* SUPPLIED PASSAGE:
Why Universal Medicare Isn’t an Option



At one time, those advocating a “public option” were trying to claim it was not a socialized health care proposal like Medicaid/Medicare.

Now they’re actually proposing that this massive socialized bureaucracy be extended to cover all Americans.

Surgeon, chained by the nanny state The obvious question is, with a system that requires the whole of the nation to suffer a massive tax burden in order to cover only 14% of the population, where are we going to get the huge amount of money necessary to cover 100%? Especially when that system is already underfunded, in danger of going broke in only a few years.

Right now, most Americans pay more to FICA than they pay in income taxes.

What happens when you increase it to cover SEVEN TIMES as many people?

Are YOU ready to pay 700% as much in taxes, to cover universal Medicare?

This socialized system only works because it involves the productive part of America paying out the nose to support a tiny fraction of the population. Making it universal would be, quite literally, saying “I know how to make a pyramid scheme work: Put EVERYONE at the top of the pyramid, at  the same time!”

Why Would We Want To, Anyway?

* DATA PROVIDED:
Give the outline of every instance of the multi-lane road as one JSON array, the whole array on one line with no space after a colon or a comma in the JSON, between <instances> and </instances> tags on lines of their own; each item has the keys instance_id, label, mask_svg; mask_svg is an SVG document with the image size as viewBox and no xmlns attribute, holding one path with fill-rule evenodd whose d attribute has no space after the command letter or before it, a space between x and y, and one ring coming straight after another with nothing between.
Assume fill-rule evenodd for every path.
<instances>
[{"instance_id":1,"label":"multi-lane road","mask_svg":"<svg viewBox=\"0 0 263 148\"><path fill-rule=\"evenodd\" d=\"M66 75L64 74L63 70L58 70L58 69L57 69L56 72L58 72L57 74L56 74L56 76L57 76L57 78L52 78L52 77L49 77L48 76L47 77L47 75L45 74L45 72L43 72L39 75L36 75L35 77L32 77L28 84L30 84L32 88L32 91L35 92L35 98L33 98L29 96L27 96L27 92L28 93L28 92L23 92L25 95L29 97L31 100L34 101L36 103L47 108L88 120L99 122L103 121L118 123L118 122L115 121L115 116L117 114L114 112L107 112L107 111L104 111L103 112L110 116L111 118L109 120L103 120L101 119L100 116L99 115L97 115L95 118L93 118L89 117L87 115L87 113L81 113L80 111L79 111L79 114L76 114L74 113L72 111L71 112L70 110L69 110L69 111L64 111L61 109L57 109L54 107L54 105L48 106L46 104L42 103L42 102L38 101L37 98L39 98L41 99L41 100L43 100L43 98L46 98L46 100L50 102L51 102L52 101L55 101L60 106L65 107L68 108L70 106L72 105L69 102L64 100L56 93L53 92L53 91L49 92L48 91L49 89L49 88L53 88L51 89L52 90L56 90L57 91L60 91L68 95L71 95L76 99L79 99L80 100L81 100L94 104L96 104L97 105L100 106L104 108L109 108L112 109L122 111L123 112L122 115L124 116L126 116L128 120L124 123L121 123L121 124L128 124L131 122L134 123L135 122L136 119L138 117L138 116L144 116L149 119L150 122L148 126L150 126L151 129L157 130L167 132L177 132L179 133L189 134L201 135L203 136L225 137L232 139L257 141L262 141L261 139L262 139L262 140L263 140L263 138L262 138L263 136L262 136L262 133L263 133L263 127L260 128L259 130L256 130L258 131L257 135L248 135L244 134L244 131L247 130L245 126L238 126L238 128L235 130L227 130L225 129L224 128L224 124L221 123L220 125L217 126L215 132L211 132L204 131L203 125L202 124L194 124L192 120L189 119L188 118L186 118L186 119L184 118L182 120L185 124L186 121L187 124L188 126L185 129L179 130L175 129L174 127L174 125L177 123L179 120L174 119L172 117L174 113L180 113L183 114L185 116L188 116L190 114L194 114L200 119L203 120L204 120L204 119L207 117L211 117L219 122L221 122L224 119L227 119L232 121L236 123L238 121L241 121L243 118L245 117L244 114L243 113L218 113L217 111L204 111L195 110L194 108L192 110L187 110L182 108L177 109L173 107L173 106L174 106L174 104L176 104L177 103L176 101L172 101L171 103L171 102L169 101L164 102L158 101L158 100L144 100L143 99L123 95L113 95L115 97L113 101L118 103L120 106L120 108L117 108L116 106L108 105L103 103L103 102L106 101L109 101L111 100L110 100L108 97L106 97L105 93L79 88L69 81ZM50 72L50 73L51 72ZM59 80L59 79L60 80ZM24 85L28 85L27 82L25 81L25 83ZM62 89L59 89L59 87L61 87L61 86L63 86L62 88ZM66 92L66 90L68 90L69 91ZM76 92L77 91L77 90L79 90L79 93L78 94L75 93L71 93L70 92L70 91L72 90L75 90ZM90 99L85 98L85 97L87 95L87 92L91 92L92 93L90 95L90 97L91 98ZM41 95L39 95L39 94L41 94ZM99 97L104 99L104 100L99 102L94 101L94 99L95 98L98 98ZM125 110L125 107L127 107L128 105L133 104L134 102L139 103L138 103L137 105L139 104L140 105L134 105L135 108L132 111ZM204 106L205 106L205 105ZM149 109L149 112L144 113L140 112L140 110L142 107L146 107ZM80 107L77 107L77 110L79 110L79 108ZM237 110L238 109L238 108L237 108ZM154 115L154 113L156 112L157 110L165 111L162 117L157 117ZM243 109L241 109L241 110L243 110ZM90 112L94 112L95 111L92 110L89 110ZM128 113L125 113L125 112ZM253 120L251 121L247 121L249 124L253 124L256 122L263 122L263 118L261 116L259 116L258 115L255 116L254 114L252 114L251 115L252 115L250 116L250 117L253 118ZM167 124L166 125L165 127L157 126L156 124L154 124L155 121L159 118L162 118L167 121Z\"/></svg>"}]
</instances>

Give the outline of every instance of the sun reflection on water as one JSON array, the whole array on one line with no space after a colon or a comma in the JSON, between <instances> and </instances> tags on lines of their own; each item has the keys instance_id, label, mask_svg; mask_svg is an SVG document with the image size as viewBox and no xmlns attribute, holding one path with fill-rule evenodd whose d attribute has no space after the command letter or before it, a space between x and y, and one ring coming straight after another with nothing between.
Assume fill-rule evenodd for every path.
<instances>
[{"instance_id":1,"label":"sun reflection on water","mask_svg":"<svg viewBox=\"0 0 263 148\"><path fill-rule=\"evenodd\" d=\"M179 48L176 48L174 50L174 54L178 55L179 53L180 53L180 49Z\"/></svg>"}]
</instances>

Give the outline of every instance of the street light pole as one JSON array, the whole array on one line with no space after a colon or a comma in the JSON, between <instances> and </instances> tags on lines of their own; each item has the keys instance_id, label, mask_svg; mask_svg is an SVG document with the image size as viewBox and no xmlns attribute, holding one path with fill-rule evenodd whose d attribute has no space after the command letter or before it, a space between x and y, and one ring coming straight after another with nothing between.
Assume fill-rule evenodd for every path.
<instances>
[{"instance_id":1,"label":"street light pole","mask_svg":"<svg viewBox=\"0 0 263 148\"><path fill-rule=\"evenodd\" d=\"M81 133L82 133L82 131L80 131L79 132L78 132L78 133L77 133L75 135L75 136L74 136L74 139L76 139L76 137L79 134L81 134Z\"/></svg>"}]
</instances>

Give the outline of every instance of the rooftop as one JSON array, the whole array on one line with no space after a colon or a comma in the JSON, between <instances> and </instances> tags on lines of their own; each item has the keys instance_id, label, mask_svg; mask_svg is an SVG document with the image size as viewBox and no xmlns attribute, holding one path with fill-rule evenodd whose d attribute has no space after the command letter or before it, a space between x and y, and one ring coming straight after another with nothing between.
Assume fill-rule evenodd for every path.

* REQUIRED ACTIONS:
1. Swap "income taxes" for "property taxes" and write out everything in the universal Medicare passage from "Right now, most" down to "cover universal Medicare?".
2. Proceed with the universal Medicare passage from where it stops.

* ANSWERS BY ITEM NUMBER:
1.
Right now, most Americans pay more to FICA than they pay in property taxes.

What happens when you increase it to cover SEVEN TIMES as many people?

Are YOU ready to pay 700% as much in taxes, to cover universal Medicare?

2.
That is aside from how bad, how harmful, Medicare already is to America, even when it only covers one seventh of Americans:

  • Fraud and Theft: Medicare is already fraught with fraud…it is thought that between sixty and seventy two billion dollars are stolen from the taxpayers via Medicare fraud, each year. That’s $72,000,000,000 every year. Imagine how much the fraud would balloon if the government had to police seven times as many people. The lost money would be comparable to the recent Stimulus/Bailout spending, but it would never end.
  • Too Expensive and Inefficient: Medicare is ALREADY expected to run out of money by 2017, becoming bankrupt even with its current users and tax burden. How are we going to expand it 700%?
  • Abysmal quality: Consumer and doctor dissatisfaction with Medicare is only surpassed by the similarly government-mandated HMO system.
  • Driving Costs: The ballooning cost of health care is consistently charted as having begun in the late sixties, right after the creation of Medicare. This system strips away consumer controls of prices…if the government took over the buying of your meals, the price of food would similarly go through the roof.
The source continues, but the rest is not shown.